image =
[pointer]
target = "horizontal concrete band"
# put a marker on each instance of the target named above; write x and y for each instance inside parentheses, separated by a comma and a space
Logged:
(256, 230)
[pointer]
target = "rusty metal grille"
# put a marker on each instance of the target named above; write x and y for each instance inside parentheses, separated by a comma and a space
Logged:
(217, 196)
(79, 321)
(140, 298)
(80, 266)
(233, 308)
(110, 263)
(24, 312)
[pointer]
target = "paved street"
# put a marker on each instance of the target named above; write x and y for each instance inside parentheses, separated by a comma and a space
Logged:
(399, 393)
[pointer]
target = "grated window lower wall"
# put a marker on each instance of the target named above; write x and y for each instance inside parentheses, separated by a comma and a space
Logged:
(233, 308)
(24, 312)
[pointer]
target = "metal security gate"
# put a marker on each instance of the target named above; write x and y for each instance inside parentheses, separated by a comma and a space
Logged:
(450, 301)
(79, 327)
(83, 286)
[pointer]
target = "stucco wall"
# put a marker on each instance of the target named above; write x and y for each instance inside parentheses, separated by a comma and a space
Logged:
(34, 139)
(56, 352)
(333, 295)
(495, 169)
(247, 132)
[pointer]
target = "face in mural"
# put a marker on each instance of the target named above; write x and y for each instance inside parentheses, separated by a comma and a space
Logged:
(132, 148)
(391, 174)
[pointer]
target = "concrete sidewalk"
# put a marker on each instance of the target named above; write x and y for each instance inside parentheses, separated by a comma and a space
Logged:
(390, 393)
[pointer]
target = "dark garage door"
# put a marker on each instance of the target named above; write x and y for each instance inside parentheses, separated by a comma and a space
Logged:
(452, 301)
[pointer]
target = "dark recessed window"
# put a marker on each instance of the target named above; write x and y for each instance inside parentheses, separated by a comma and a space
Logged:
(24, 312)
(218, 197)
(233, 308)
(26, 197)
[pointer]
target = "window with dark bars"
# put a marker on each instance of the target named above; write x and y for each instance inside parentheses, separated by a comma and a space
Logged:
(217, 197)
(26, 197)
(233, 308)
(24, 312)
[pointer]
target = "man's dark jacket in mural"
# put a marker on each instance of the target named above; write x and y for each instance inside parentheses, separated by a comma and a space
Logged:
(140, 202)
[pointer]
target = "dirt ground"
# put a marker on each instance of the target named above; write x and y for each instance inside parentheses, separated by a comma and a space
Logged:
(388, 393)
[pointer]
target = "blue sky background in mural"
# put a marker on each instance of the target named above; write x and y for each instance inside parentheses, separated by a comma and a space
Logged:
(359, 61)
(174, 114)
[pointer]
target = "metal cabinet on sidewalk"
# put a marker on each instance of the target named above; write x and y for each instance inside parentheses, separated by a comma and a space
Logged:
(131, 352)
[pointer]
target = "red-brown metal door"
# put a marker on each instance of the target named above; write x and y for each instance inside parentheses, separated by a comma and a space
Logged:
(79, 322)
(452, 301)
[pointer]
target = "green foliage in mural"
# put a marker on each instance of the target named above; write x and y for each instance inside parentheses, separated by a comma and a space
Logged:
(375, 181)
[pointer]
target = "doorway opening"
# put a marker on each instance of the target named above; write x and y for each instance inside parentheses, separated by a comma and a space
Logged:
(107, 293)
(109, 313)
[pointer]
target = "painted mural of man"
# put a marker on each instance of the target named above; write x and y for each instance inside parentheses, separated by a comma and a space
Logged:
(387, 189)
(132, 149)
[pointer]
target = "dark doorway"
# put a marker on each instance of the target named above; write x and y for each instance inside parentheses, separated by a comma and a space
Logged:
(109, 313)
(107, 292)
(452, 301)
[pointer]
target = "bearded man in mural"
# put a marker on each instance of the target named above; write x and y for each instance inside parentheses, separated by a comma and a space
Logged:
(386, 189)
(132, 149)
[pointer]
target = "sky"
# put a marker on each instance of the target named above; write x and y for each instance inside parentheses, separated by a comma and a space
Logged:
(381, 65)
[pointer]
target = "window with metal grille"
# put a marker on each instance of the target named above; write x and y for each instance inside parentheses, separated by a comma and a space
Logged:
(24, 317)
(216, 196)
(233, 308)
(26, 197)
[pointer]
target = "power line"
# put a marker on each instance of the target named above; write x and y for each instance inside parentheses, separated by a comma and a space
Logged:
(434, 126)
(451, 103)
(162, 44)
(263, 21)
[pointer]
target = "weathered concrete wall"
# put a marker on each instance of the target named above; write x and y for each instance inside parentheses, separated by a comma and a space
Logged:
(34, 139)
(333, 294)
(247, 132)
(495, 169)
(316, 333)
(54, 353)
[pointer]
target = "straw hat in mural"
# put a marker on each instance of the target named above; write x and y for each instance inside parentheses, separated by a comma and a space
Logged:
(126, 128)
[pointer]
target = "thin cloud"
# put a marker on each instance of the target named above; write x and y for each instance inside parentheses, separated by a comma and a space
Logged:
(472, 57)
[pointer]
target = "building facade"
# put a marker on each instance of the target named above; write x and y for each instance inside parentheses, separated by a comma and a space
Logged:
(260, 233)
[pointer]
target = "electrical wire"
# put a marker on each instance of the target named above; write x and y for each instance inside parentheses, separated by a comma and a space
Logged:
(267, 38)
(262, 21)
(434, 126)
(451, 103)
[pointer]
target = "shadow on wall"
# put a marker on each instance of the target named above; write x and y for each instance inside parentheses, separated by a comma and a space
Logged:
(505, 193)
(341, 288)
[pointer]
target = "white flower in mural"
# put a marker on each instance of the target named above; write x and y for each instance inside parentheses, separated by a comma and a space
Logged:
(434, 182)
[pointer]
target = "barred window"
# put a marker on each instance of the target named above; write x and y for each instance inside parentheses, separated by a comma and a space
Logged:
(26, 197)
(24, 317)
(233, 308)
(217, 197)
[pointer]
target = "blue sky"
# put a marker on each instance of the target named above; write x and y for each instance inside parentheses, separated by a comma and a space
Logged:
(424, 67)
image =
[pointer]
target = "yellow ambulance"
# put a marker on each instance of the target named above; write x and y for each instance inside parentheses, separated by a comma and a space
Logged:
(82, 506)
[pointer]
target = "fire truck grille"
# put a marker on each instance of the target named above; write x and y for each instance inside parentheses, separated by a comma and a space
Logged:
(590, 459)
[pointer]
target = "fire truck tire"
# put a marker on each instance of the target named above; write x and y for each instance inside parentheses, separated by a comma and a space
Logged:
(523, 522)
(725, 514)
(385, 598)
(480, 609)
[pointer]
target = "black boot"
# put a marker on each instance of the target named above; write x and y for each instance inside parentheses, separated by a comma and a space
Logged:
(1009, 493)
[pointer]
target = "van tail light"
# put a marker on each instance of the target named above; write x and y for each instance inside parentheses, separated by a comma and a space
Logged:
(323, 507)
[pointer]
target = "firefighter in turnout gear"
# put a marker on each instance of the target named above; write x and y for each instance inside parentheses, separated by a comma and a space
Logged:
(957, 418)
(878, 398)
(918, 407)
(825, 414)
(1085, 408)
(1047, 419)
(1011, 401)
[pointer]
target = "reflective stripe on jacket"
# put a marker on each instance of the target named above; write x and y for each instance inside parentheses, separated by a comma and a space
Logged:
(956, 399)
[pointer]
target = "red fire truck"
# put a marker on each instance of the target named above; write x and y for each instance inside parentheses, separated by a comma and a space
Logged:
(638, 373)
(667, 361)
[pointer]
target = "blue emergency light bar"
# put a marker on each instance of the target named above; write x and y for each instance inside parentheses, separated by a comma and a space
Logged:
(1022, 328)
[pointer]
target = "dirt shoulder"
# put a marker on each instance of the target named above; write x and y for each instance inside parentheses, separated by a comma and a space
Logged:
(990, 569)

•••

EXERCISE TASK: Your task is to retype all of the records exactly.

EXERCISE RESPONSE:
image =
[pointer]
target = "horizontal concrete band"
# put a marker on each instance of the target named above; write x and y for each instance inside parentheses, separated by a comma and a space
Logged:
(256, 230)
[pointer]
target = "rusty metal grille"
# put a marker on each instance of the target named above; write x and y for each instance inside parentheses, separated by a comma and a space
Logged:
(217, 196)
(79, 321)
(140, 298)
(80, 266)
(233, 308)
(110, 263)
(24, 312)
[pointer]
target = "paved street"
# put a marker on each instance of the target named above; write x and y for each instance inside parentheses, separated by a comma and a space
Logged:
(399, 393)
[pointer]
target = "grated window lower wall"
# put a marker on each instance of the target named above; write x and y for each instance inside parentheses, separated by a comma and a space
Logged:
(233, 308)
(24, 312)
[pointer]
target = "metal security gate"
# put a marker on each instance of the target named above; write x and y for each instance inside parentheses, separated by a comma and a space
Logged:
(450, 301)
(79, 327)
(83, 286)
[pointer]
target = "stucco wall"
# put a marker on each instance of the target named above; write x and y for each instance inside parentheses, separated by a comma and a space
Logged:
(34, 139)
(56, 352)
(333, 295)
(495, 169)
(247, 132)
[pointer]
target = "face in mural"
# put a marker on each instance of the target named above; write x and y for each instance inside parentheses, separated by a comma and a space
Logged:
(132, 148)
(391, 174)
[pointer]
target = "concrete sidewalk"
# put a marker on each instance of the target named above; write x and y for each instance inside parentheses, separated by a comma and a space
Logged:
(390, 393)
[pointer]
target = "dark garage door"
# put a marker on each instance of the target named above; write x and y for each instance inside parentheses, separated by a comma and a space
Logged:
(452, 301)
[pointer]
target = "dark recessed window"
# put a marker on each instance of the target named above; write x and y for each instance inside parentheses, separated by a comma and a space
Logged:
(24, 312)
(218, 197)
(233, 308)
(26, 197)
[pointer]
target = "window with dark bars"
# put a marker on each instance of the target named above; write x and y for each instance inside parentheses, separated by a comma and a space
Logged:
(217, 197)
(26, 197)
(233, 308)
(24, 312)
[pointer]
target = "man's dark jacket in mural"
# put a marker on each instance of the target named above; write x and y for each instance inside parentheses, separated by a comma and a space
Logged:
(140, 202)
[pointer]
target = "dirt ground"
# put a marker on each instance of the target named above; write x and y for each instance inside parentheses, separated by a comma and a space
Logged:
(388, 393)
[pointer]
target = "blue sky background in mural"
# put a marker on each instance of the target named above; write x and y for each instance inside parentheses, separated by a comma and a space
Logged:
(359, 61)
(174, 114)
[pointer]
target = "metal cabinet on sidewalk"
# put a marker on each instance of the target named above; write x and y for each instance inside parentheses, separated by a comma and a space
Logged:
(131, 352)
[pointer]
target = "red-brown metal door"
# put a marker on each instance of the target named above; write x and y for each instance inside parentheses, separated by a comma and a space
Logged:
(79, 322)
(452, 301)
[pointer]
target = "green foliage in mural"
# put a marker on each instance of the target named above; write x and y for each instance inside parentheses, separated by a comma and a space
Logged:
(375, 181)
[pointer]
target = "doorway opening"
# put a marker on each instance of the target named above; write x and y for each instance inside parentheses, separated by a comma and a space
Logged:
(107, 293)
(109, 313)
[pointer]
target = "painted mural of man"
# put a marker on each instance of the target named above; write x and y for each instance inside parentheses, separated by a comma and a space
Logged:
(387, 189)
(132, 149)
[pointer]
target = "dark doorway"
# put a marker on each instance of the target named above; write x and y for each instance inside parentheses, separated by a comma and a space
Logged:
(109, 313)
(107, 292)
(452, 301)
[pointer]
target = "bearded man in mural"
# put a marker on each instance of the target named above; write x and y for each instance inside parentheses, separated by a comma and a space
Logged:
(386, 189)
(132, 149)
[pointer]
target = "sky"
# put a marker on each instance of the target named above; write x and y for each instance inside parentheses, separated by a comma and a space
Logged:
(381, 65)
[pointer]
target = "window with metal grille"
# put a marker on each instance of the target named above; write x and y for each instance inside parentheses, separated by a comma and a space
Logged:
(24, 317)
(216, 196)
(233, 308)
(26, 197)
[pointer]
target = "power line"
# put a marker on each instance of the target named above; write x and y for each instance inside parentheses, separated by a comma and a space
Logged:
(434, 126)
(451, 103)
(162, 44)
(263, 21)
[pointer]
target = "weathered concrete wall"
# put a marker on each instance of the target named above; write x and y for each instance inside parentheses, separated by a comma and a space
Logged:
(34, 139)
(333, 294)
(247, 132)
(495, 169)
(316, 333)
(54, 353)
[pointer]
target = "straw hat in mural"
# put a marker on each instance of the target named above; write x and y for each instance inside parentheses, separated by a comma and a space
Logged:
(126, 128)
[pointer]
target = "thin cloud"
# put a marker on each instance of the target named above; write x and y for each instance inside parentheses, separated by a comma and a space
Logged:
(472, 57)
[pointer]
target = "building facade"
# put a marker on each instance of the target named above; write x and y for each instance inside parentheses, separated by a comma and a space
Logged:
(260, 233)
[pointer]
target = "electrical wire"
# put a marker on each instance of the target named above; write x and y for each instance inside parentheses, separated by a comma and a space
Logged:
(267, 38)
(262, 21)
(434, 126)
(451, 103)
[pointer]
target = "shadow on wall"
# put a marker on each instance of the target named above; write x and y for each instance inside parentheses, separated by a comma and a space
Logged:
(505, 193)
(341, 288)
[pointer]
target = "white flower in mural"
# put a marker on each instance of the target named above; write x and y for each instance inside parentheses, separated by a comma and a space
Logged:
(434, 182)
[pointer]
target = "barred window"
# put a marker on each instance of the target named above; write x and y for each instance inside parentheses, separated by a comma and a space
Logged:
(26, 197)
(24, 317)
(233, 308)
(217, 197)
[pointer]
target = "blue sky"
# put a marker on each instance of the target named above; write x and y for each instance inside parentheses, separated by a comma and a space
Logged:
(424, 67)
image =
[pointer]
target = "yellow ambulance"
# put a marker on each instance of the target named above; write x and y for each instance inside parentheses, separated by a comma and a space
Logged:
(82, 506)
[pointer]
target = "fire truck grille"
# put a marker on each instance of the target named above; write x and y for each instance inside parentheses, separated by a comma and a space
Logged:
(590, 459)
[pointer]
target = "fire truck tire"
# put a marker on each instance of the target named above; write x and y for each instance inside parentheses, separated by a comma and a space
Logged:
(523, 522)
(725, 514)
(385, 598)
(480, 609)
[pointer]
target = "black boot"
# put a marker on each instance of the target named above; write x and y for each instance inside parentheses, separated by a comma and a space
Logged:
(1009, 493)
[pointer]
target = "van tail light"
# put a marker on each instance of the target named above; write x and y for each instance inside parentheses, separated by a comma and a space
Logged:
(323, 507)
[pointer]
target = "firefighter in turnout gear"
# put a marker on each instance of the target named above; write x and y for each instance inside parentheses, separated by a comma and a space
Logged:
(957, 418)
(878, 398)
(918, 407)
(825, 414)
(1085, 408)
(1047, 419)
(1011, 401)
[pointer]
target = "reflective stripe on jacket"
# put a marker on each instance of the target named above; write x and y for each instance inside parentheses, separated by a comma and a space
Logged:
(956, 399)
[pointer]
target = "red fire truck"
# put a marker on each instance of the target named above; write x and y for each instance inside parentheses, separated by a comma and a space
Logged:
(638, 373)
(667, 361)
[pointer]
target = "blue emergency light bar"
# put a marker on each instance of the target named above; write x and y for each instance inside parentheses, separated by a comma and a space
Logged:
(1022, 328)
[pointer]
target = "dirt shoulder"
# put a marker on each instance of the target named above; write x and y for each instance inside parentheses, separated by a comma and a space
Logged:
(990, 569)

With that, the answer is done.